**Aim:** Could you carry on the passage below about the ancient settlement of Poliochne, picking up right after its last sentence?

**Text segment:**
────────
Poliochne, often cited under its modern name Poliochni (), was an ancient settlement on the east coast of the island of Lemnos. It was settled in the Late Chalcolithic and earliest Aegean Bronze Age and is believed to be one of the most ancient towns in Europe, preceding Troy I.  Anatolian features of the earliest layers were affected by cultural influences from Helladic Greece, about the start of Early Helladic II, ca. 2500 BC.

The site, with houses huddled together sharing party walls, was unearthed by excavations of the Italian School of Archaeology at Athens (Scuola archeologica Italiana di Athene), beginning in 1930. It is believed that Troy was its main rival commercially; a rivalry that led to the decline of Poliochne circa 2000 BC.

Archaeology

Following initial soundings, regular campaigns at Poliochne were undertaken under A. Della Seta (it) in 1931-36, when they were suspended. Following Della Seta's death, excavations were resumed in 1951-53, 1956 and 1960.
────────
**Extracted information:**
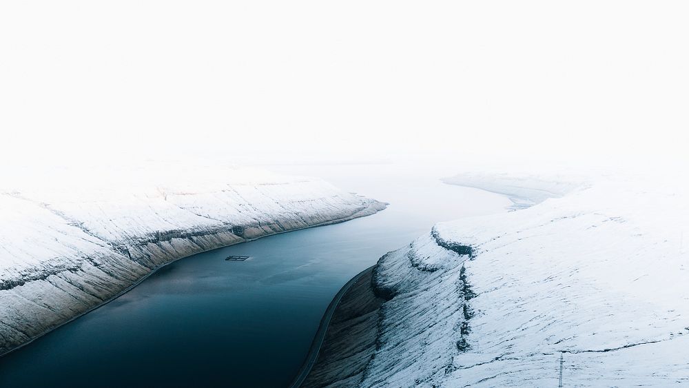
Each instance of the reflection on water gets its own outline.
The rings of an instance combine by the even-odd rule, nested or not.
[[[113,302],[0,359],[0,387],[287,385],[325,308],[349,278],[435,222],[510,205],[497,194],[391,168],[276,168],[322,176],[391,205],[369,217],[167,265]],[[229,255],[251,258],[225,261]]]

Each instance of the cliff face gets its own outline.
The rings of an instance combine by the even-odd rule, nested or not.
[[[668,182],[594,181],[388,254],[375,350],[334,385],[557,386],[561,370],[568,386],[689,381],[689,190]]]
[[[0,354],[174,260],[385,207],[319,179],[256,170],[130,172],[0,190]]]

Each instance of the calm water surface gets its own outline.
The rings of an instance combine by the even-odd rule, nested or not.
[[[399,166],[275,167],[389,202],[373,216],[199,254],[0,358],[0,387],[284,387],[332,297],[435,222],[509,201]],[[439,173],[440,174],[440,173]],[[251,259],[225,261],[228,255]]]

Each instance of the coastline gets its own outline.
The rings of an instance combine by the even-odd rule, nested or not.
────────
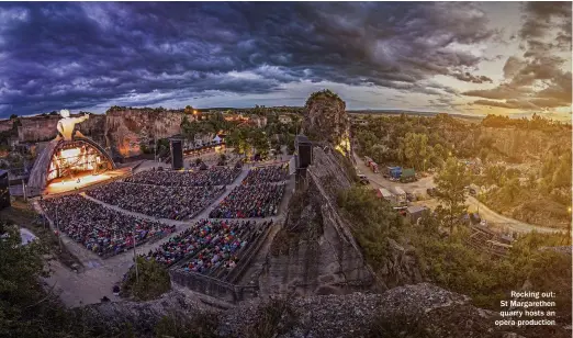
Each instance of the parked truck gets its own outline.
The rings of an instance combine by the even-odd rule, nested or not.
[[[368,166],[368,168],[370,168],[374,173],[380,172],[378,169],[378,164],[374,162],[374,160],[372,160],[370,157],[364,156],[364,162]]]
────────
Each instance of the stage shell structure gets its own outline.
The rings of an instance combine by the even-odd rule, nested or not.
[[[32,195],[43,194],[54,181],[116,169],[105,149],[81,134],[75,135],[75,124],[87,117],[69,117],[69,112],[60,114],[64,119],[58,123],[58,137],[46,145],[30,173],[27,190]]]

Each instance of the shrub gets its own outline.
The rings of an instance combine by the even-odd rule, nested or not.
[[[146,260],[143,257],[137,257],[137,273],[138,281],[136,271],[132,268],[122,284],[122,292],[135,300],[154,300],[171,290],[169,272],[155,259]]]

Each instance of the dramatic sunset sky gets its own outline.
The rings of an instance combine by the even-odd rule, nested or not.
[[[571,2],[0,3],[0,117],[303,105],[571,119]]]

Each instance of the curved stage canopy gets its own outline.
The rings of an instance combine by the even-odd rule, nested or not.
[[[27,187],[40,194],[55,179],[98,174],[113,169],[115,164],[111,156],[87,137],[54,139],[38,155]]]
────────
**Solved exercise:**
During 1994-1997, Greek archaeologists discovered a more recent Bronze Age settlement on the tiny uninhabited island of Koukonesi situated in the Moudros harbour, west of Poliochne. This settlement was developed circa 2000-1650 BC, and the findings again prove commercial ties with Asia Minor, and with Aegean islands and mainland Greece.  Mycenaean ceramics of the 13th century BC found on Koukonesi could prove that, around when the traditional era of the Trojan War took place, the Greeks had a permanent settlement there, rather than just a commercial outpost, understanding the importance of the straits connecting the Aegean and the Black Sea.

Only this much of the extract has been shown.